Task details:
Only one stretch of the data below is wanted: the lines starting at the one with "Target: shadow on grass" and ending at the one with "Target: horse ear", both included, given again exactly.
-- Dataset entries follows --
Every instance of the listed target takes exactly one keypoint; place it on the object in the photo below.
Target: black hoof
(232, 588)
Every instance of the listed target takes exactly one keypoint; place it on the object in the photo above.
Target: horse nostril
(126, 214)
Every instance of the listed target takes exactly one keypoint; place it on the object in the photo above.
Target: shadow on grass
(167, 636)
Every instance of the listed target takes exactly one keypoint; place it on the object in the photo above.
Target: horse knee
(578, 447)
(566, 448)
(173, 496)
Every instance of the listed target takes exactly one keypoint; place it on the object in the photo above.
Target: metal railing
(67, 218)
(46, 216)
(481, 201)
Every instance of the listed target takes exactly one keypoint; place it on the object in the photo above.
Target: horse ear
-- Dataset entries concluded --
-- Dataset entries follows --
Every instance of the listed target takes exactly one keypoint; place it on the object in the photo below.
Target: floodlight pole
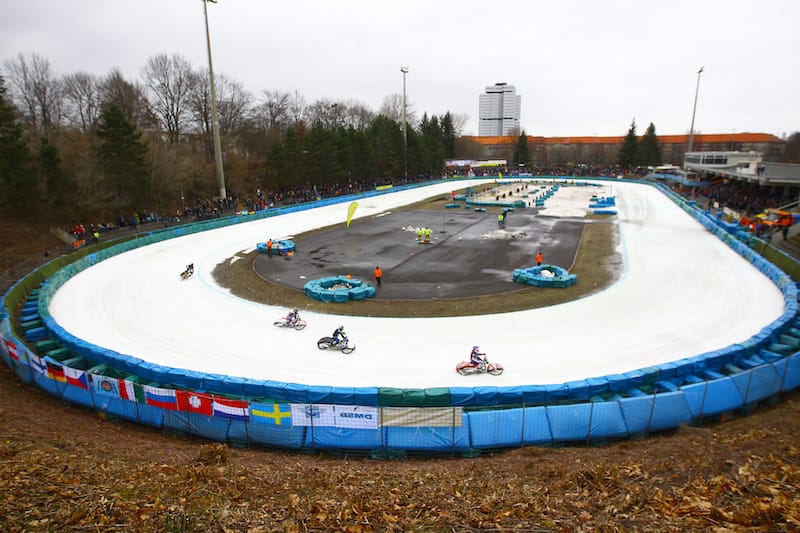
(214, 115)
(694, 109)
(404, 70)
-- Dataset entries concluded --
-- Dataset entries follows --
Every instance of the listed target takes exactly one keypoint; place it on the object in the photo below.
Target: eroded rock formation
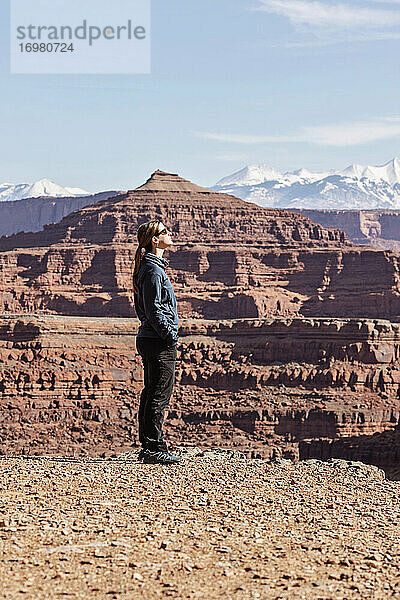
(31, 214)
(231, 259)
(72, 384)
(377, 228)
-- Dataset entries concluded --
Exercise answer:
Target: shadow on grass
(167, 636)
Every instance of the listed target takes exactly one keypoint; place it on the object in the photo above.
Target: horse knee
(578, 447)
(566, 448)
(173, 496)
Every instance of the listed target takes exactly one keypoint; place it on the object in the photo above.
Target: metal railing
(67, 218)
(46, 216)
(481, 201)
Every instance of the listed target takes exactly one keypoint; place it on the object in the photo above.
Target: horse ear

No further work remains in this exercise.